Free-text object descriptions
^^^^^^^^

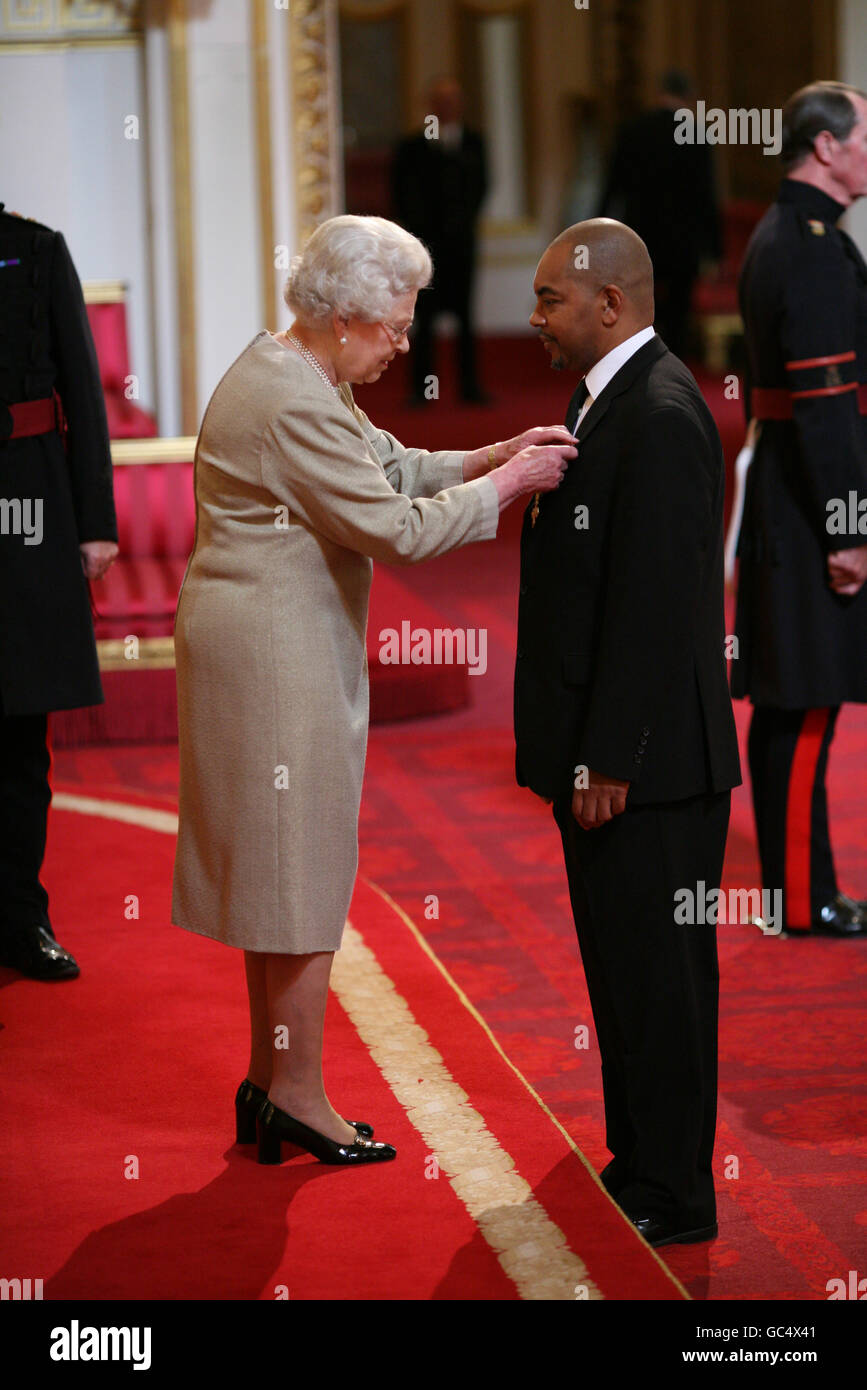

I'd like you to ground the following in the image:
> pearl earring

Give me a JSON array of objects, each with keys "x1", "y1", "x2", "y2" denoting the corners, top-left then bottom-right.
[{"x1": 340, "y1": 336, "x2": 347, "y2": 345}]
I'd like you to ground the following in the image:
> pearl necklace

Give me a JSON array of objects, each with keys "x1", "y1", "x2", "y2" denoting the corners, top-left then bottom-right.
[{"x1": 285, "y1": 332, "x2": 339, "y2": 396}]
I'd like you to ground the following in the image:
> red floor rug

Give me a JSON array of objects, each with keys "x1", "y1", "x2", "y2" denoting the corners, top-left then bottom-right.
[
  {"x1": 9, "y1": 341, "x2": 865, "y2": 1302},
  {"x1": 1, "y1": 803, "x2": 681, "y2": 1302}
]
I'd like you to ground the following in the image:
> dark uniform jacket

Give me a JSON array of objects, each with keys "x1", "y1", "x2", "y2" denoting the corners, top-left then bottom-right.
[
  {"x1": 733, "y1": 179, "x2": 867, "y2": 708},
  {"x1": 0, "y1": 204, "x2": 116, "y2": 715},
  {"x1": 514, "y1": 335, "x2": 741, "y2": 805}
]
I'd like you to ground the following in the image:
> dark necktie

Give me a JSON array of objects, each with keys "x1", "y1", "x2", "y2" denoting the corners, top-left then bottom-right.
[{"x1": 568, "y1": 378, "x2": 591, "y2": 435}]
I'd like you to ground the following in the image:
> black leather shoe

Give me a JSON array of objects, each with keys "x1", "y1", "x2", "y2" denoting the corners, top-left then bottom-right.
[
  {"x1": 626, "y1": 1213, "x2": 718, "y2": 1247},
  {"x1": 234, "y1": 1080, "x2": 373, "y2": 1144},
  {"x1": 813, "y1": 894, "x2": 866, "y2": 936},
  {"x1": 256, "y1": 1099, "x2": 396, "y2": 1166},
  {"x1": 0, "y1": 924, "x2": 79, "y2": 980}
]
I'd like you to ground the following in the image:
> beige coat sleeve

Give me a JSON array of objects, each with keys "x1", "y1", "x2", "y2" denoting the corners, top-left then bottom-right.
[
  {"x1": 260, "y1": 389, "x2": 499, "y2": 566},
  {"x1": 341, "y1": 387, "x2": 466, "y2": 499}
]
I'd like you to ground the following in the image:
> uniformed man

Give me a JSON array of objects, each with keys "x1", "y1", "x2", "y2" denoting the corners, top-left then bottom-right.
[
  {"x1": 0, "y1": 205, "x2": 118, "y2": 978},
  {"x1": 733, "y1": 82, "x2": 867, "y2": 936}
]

^^^^^^^^

*BRIEF*
In the entries above, please find the line with "red floor rug" and the line with "beige coat sleeve", then write out exactly those two lines and every line between them, and nothing more.

*TASK ANSWER*
> red floor rug

Give me a JSON array of objects, each with keys "x1", "y1", "x2", "y2" denoting the corners, top-left then bottom-right.
[
  {"x1": 9, "y1": 341, "x2": 865, "y2": 1302},
  {"x1": 1, "y1": 803, "x2": 681, "y2": 1302}
]
I'd like you to ground the following in the image:
> dark uniform jacket

Give me a JSON array of objects, each with keys "x1", "y1", "x2", "y2" denoting the corners, top-left then bottom-right.
[
  {"x1": 733, "y1": 179, "x2": 867, "y2": 708},
  {"x1": 0, "y1": 204, "x2": 116, "y2": 715},
  {"x1": 514, "y1": 335, "x2": 741, "y2": 805}
]
I'd like you to ground the following in the image:
> dark necktie

Give me a JSON array of objects, each with keys "x1", "y1", "x2", "y2" denoting the corners, top-left then bottom-right.
[{"x1": 568, "y1": 378, "x2": 591, "y2": 435}]
I'd like you to ground the following in the image:
> black leather shoe

Give me a JSON array of objects, each with keys "x1", "y1", "x2", "y2" denoting the corners, top-left then bottom-right.
[
  {"x1": 626, "y1": 1213, "x2": 718, "y2": 1247},
  {"x1": 234, "y1": 1080, "x2": 373, "y2": 1144},
  {"x1": 813, "y1": 894, "x2": 866, "y2": 936},
  {"x1": 256, "y1": 1099, "x2": 396, "y2": 1166},
  {"x1": 0, "y1": 924, "x2": 79, "y2": 980}
]
I'd like you to ground the following in the image:
> beige coat sleeve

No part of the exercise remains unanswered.